■ Aim ■
Swap "innermost point" for "central point" everywhere it occurs in the records below. Keep every other part of the lines the same.

Source data:
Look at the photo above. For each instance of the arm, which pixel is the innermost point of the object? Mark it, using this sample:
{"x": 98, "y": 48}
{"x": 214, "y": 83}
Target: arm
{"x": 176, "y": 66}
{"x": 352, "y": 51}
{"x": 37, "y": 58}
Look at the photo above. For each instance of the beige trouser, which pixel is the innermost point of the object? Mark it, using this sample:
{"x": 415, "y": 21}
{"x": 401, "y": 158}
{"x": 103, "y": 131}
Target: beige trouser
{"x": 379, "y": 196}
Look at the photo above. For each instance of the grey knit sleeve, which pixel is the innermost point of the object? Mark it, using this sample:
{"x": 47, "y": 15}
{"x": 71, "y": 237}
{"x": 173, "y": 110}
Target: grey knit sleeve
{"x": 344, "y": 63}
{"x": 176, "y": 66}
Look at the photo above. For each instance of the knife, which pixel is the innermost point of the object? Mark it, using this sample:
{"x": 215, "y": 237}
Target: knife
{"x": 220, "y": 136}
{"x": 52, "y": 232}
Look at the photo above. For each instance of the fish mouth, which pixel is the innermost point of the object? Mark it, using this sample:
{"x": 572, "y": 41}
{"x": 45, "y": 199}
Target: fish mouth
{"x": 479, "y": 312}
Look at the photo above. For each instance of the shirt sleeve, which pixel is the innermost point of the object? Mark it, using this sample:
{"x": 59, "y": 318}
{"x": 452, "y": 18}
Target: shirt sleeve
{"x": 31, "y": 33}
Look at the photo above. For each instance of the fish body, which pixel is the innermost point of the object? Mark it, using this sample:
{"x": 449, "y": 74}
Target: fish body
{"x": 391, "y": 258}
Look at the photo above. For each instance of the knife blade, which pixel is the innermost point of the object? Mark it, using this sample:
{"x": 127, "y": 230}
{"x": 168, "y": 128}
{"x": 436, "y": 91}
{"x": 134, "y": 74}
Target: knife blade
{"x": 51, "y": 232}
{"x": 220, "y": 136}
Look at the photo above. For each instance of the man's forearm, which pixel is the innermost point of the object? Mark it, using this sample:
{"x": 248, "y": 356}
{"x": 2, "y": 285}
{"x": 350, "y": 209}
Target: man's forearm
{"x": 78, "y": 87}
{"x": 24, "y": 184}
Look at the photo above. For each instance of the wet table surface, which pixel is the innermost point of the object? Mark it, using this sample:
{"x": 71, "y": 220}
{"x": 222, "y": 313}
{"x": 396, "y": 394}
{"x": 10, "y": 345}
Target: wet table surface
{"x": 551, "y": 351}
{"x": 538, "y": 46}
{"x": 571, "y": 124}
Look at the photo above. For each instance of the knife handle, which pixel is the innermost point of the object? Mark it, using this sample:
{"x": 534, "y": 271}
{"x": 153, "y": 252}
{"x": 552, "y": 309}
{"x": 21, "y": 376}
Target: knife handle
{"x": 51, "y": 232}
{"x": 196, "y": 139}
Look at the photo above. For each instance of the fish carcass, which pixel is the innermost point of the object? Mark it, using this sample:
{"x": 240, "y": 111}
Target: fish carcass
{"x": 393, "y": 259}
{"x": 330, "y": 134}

■ Written response ■
Look at the photo above. For each instance of the arm, which pixel is the central point of the object? Mark it, using this sample:
{"x": 98, "y": 48}
{"x": 214, "y": 83}
Target: arm
{"x": 176, "y": 66}
{"x": 352, "y": 51}
{"x": 37, "y": 58}
Look at the photo above. For each instance of the beige trouser, which pixel is the central point of the object? Mark it, using this sample:
{"x": 415, "y": 21}
{"x": 401, "y": 158}
{"x": 103, "y": 131}
Target: beige trouser
{"x": 379, "y": 196}
Look at the photo above. For each instance of the grey knit sleeve, which pixel is the central point of the object? Mark it, using this sample:
{"x": 47, "y": 15}
{"x": 71, "y": 237}
{"x": 173, "y": 110}
Target: grey knit sleeve
{"x": 344, "y": 63}
{"x": 176, "y": 66}
Look at the photo above. For each instance of the knife, which pixel is the central point of the object? Mark it, using this sample:
{"x": 215, "y": 237}
Target: knife
{"x": 220, "y": 136}
{"x": 52, "y": 232}
Look at the photo above. For each instance of the fish mouth, which pixel is the central point of the object? Mark it, using this sample:
{"x": 572, "y": 41}
{"x": 45, "y": 199}
Target: fish mouth
{"x": 479, "y": 312}
Look at the photo above. For each instance of the shirt sleeve, which pixel is the central point of the object? Mark it, using this sample:
{"x": 59, "y": 318}
{"x": 452, "y": 18}
Target: shirt sleeve
{"x": 31, "y": 33}
Look at the photo above. For each instance of the fish body, which pixel is the central point of the object? Mark it, using this sample:
{"x": 449, "y": 74}
Target: fish body
{"x": 391, "y": 258}
Look at the photo above. For each instance of the knife blade, which pixel is the central point of the object? Mark it, using this sample:
{"x": 127, "y": 230}
{"x": 168, "y": 128}
{"x": 436, "y": 91}
{"x": 134, "y": 74}
Target: knife blade
{"x": 51, "y": 232}
{"x": 220, "y": 136}
Look at the photo above. For each instance of the man's forearm, which pixel is the central point of the object? Mark it, using this sample:
{"x": 248, "y": 356}
{"x": 2, "y": 285}
{"x": 350, "y": 209}
Target: man's forearm
{"x": 78, "y": 87}
{"x": 24, "y": 184}
Look at the photo above. For each instance of the wet table surface, which pixel is the central point of the object? Mark it, using this sample:
{"x": 71, "y": 220}
{"x": 222, "y": 313}
{"x": 396, "y": 394}
{"x": 10, "y": 345}
Target: wet table surface
{"x": 551, "y": 351}
{"x": 538, "y": 46}
{"x": 571, "y": 124}
Look at the photo above. For each instance of the knife handle, which pixel is the central point of the object? Mark it, using this sample:
{"x": 534, "y": 271}
{"x": 153, "y": 252}
{"x": 552, "y": 309}
{"x": 21, "y": 376}
Target: knife handle
{"x": 51, "y": 232}
{"x": 196, "y": 139}
Look at the photo above. For each instance of the fish carcass, which pixel is the central point of the object? Mark it, using this sample:
{"x": 240, "y": 111}
Target: fish carcass
{"x": 393, "y": 259}
{"x": 330, "y": 134}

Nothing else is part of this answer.